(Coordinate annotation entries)
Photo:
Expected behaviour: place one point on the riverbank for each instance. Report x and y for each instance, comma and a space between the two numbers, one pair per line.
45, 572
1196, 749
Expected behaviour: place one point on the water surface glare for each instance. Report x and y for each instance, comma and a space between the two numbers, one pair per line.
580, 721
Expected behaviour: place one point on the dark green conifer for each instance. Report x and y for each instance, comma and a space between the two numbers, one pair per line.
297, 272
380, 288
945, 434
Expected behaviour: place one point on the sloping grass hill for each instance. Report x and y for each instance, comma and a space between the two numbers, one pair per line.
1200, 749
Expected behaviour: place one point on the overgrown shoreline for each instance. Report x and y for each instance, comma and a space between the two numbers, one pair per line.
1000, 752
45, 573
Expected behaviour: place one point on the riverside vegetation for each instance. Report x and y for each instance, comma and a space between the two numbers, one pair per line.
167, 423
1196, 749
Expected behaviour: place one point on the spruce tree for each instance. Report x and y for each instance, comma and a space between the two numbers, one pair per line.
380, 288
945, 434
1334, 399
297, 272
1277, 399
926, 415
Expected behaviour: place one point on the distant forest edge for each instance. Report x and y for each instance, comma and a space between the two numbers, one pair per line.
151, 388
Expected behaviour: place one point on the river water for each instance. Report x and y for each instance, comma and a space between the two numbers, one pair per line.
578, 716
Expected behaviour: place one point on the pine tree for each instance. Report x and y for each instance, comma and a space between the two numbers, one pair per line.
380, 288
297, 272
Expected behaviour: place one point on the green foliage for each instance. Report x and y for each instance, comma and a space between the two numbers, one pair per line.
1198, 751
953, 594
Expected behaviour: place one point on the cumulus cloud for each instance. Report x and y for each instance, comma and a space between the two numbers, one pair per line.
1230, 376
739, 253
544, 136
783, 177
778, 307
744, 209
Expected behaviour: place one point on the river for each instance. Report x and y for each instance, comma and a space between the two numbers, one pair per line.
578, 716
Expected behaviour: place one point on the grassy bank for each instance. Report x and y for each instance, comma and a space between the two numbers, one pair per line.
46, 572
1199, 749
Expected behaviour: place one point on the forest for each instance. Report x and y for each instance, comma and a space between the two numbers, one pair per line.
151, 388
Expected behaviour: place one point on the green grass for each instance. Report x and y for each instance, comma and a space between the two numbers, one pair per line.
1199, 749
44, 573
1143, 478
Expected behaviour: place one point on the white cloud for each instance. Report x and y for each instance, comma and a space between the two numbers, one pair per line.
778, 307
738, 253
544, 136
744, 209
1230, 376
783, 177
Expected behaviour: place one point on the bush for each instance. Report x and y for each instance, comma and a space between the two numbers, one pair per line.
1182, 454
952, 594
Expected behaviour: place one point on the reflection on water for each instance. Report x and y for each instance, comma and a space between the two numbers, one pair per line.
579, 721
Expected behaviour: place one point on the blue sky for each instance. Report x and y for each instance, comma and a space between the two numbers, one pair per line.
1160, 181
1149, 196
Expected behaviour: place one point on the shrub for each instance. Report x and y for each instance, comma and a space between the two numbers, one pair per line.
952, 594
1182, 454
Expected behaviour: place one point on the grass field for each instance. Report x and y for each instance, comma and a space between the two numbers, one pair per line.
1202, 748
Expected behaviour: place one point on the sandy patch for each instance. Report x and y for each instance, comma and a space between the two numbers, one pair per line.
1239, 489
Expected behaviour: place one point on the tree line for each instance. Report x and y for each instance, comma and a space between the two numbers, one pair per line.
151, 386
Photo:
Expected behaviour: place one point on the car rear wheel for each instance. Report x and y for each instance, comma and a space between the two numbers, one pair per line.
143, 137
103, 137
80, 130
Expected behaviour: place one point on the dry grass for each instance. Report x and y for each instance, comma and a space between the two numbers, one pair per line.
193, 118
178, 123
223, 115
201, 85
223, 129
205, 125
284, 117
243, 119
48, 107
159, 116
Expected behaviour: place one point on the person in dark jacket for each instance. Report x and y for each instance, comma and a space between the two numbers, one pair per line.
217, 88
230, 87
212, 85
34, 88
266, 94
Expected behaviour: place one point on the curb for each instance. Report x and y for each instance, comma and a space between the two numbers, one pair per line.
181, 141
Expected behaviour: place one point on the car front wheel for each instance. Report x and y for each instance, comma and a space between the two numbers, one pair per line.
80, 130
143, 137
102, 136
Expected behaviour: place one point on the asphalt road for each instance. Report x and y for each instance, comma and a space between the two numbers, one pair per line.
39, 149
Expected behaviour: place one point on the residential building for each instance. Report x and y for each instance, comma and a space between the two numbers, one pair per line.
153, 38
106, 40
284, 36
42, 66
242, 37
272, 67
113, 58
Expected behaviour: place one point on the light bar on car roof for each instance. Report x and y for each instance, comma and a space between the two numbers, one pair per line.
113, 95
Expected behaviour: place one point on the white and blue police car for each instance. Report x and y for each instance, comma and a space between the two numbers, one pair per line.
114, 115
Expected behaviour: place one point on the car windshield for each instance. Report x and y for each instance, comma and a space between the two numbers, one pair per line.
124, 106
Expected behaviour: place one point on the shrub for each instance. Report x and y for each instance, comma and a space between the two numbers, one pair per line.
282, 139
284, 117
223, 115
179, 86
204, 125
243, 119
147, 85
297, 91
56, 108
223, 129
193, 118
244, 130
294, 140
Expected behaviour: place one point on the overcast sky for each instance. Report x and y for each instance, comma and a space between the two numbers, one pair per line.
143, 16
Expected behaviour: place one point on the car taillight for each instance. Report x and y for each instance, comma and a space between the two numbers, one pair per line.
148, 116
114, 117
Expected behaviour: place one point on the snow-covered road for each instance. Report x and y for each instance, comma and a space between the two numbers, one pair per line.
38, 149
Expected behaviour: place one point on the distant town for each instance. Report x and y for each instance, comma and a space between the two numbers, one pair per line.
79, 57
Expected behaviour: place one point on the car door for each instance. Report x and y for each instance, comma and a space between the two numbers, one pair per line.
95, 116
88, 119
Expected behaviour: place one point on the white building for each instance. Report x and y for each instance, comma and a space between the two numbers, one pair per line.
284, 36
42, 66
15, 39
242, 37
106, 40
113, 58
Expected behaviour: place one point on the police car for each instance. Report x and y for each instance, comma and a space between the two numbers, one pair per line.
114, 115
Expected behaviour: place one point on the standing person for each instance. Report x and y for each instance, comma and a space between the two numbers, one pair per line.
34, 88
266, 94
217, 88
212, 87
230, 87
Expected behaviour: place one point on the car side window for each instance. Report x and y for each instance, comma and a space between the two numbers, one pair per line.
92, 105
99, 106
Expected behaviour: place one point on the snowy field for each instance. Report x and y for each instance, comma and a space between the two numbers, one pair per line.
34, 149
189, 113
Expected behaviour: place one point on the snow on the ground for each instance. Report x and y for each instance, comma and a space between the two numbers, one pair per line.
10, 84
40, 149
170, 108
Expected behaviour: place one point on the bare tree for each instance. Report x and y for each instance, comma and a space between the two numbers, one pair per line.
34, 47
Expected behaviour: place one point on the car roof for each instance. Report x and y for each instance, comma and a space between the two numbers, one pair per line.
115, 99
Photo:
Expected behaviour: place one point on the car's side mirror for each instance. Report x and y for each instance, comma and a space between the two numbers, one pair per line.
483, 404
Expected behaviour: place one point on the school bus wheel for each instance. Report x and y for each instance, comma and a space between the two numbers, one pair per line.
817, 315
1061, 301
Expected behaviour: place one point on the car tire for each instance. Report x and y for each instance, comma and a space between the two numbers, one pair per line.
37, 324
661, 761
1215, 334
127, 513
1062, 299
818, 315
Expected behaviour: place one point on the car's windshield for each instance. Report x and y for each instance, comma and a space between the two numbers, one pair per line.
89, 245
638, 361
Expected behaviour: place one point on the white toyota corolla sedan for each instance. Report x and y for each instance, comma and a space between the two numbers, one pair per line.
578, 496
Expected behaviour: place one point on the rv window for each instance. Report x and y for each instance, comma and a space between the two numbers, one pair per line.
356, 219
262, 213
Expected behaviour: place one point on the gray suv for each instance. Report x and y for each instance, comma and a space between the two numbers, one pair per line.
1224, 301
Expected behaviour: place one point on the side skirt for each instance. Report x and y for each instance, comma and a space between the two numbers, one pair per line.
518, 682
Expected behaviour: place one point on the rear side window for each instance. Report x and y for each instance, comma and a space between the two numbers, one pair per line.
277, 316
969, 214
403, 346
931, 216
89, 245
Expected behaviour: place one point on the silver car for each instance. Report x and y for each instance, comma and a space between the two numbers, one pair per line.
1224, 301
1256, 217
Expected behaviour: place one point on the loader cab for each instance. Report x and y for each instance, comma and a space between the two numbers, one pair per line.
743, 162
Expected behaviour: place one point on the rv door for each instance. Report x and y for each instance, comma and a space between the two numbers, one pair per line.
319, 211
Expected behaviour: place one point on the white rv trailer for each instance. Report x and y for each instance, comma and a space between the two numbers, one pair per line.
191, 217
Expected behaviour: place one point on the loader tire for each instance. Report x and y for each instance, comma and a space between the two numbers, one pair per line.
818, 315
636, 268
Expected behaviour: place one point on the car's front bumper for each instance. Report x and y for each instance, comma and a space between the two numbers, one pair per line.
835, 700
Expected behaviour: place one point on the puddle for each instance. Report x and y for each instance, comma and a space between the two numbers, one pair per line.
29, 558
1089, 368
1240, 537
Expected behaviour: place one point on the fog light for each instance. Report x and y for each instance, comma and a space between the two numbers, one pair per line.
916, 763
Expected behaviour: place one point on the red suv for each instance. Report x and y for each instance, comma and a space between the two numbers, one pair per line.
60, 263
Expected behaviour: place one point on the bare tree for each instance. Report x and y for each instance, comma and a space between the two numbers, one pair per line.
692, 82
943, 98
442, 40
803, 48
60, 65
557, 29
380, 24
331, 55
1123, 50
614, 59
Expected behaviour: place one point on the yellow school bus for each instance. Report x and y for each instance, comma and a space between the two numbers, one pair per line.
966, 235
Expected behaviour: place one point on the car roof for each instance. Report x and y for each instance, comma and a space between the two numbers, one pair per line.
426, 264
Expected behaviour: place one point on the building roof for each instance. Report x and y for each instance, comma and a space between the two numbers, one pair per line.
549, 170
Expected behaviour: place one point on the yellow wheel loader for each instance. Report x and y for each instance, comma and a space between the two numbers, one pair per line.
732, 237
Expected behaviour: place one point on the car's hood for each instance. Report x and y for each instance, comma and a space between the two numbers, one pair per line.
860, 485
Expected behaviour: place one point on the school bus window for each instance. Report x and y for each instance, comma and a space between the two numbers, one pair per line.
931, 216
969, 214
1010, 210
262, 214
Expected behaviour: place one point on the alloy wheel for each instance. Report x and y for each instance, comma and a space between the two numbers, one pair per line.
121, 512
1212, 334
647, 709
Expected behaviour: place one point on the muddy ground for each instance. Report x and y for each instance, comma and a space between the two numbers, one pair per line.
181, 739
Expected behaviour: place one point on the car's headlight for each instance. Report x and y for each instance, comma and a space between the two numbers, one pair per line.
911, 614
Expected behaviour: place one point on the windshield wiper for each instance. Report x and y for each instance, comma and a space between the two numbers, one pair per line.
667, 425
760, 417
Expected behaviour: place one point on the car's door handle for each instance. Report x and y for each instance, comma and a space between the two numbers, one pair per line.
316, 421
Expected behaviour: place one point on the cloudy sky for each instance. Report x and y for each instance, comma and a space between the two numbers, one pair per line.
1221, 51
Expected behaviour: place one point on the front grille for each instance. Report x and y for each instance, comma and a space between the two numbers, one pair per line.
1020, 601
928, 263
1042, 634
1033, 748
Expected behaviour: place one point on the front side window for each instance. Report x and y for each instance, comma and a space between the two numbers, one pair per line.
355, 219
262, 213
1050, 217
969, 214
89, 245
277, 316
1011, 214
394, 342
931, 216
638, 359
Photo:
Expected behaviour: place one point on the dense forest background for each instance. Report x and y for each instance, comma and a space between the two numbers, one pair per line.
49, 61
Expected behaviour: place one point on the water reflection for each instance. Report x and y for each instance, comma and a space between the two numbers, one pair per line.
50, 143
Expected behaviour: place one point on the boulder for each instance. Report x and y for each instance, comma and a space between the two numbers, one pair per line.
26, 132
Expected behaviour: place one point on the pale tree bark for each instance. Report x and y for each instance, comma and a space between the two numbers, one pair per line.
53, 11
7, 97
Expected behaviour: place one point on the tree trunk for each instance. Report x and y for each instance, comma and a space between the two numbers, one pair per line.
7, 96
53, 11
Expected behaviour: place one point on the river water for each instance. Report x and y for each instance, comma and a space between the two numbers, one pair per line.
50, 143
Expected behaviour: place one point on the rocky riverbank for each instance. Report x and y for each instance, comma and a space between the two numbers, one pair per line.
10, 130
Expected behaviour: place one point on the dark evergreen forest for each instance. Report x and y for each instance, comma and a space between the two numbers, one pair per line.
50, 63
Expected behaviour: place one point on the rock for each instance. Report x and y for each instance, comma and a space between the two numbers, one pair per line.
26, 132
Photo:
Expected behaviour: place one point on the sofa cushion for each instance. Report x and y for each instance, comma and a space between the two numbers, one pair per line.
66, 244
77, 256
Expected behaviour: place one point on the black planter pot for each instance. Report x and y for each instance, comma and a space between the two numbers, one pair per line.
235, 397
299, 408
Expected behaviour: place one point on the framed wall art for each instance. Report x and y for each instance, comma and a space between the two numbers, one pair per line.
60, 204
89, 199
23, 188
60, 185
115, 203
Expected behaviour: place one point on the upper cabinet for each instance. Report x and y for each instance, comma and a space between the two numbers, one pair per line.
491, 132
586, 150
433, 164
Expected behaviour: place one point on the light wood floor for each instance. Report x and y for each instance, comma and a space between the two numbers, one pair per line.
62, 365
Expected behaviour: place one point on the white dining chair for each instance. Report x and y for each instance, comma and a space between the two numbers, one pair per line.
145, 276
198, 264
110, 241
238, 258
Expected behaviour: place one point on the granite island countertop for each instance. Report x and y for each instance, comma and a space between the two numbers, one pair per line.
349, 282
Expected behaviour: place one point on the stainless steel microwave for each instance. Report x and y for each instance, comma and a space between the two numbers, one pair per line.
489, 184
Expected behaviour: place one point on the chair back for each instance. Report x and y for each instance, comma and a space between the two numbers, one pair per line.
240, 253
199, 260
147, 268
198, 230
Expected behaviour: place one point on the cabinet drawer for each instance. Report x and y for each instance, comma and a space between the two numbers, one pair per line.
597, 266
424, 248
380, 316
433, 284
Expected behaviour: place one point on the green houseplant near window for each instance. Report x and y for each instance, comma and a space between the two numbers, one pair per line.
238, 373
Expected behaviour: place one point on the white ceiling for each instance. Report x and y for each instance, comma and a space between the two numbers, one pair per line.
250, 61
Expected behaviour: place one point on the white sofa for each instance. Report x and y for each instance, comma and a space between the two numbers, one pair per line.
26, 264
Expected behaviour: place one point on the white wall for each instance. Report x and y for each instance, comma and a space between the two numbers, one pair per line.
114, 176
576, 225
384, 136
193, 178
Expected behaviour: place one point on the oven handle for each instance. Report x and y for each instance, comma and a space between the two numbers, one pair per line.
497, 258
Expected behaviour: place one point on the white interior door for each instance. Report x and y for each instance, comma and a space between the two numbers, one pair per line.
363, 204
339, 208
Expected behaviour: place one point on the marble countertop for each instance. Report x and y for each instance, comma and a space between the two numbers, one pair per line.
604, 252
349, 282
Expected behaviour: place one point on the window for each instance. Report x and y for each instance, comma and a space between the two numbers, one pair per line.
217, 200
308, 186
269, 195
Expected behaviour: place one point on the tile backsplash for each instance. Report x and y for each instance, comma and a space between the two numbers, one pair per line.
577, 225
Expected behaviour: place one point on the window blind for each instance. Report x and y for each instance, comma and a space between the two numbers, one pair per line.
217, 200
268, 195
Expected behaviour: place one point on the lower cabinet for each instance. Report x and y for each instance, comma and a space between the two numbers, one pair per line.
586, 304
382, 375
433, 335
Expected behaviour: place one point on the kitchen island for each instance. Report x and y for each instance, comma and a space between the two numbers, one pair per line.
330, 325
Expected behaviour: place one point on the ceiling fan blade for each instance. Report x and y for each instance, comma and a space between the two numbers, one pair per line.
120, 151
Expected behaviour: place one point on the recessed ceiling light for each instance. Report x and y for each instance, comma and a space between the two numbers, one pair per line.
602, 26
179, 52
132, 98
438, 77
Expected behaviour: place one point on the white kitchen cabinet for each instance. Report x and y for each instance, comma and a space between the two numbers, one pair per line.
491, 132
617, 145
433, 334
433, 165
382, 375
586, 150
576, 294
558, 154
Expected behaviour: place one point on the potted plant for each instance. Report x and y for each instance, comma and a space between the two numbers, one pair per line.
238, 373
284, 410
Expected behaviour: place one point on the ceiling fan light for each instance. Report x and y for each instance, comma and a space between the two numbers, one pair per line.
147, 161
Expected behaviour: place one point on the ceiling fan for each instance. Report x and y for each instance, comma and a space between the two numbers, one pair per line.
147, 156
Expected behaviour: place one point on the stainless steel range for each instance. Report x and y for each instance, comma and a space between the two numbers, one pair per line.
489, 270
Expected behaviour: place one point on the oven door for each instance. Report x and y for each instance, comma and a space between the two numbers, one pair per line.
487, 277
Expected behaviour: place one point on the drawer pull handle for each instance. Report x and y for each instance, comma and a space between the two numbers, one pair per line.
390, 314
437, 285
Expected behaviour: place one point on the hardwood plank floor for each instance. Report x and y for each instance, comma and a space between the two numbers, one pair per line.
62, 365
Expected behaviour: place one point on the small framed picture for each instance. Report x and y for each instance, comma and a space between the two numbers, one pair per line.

WHAT THIS TASK INVOLVES |
Take the line in which "Expected behaviour: place one point on the ceiling fan light" occurs and each subsequent line through the end; give these lines again without alteration.

EXERCISE RESULT |
Expected behaviour: place one point on the ceiling fan light for each instance. Report x and y for each instance, comma and a space between the two numbers, one pair per line.
147, 161
Expected behaviour: place one point on the ceiling fan for each instance. Report x and y for each instance, comma and a space between the two numbers, one pair per line.
147, 156
Expected behaviour: place one point on the stainless steel range for each instance. Report x and y for each instance, comma and a space between the two numbers, one pair per line.
489, 270
Expected behaviour: place one point on the oven door for each instance. Report x and y for each instance, comma and a space between the two numbers, one pair per line.
487, 277
Expected behaviour: place one point on the drawer pull handle for each instance. Report x and y for each instance, comma and a space between the two numbers, one pair per line.
390, 314
437, 285
Expected behaviour: place one point on the hardwood plank floor for each instance. Report x and y for each instance, comma and a space between the two numbers, one pair per line.
62, 365
Expected behaviour: place one point on the small framed picture for each instance. Report x and y for each instance, comma and a space between the two numbers, one pair per line.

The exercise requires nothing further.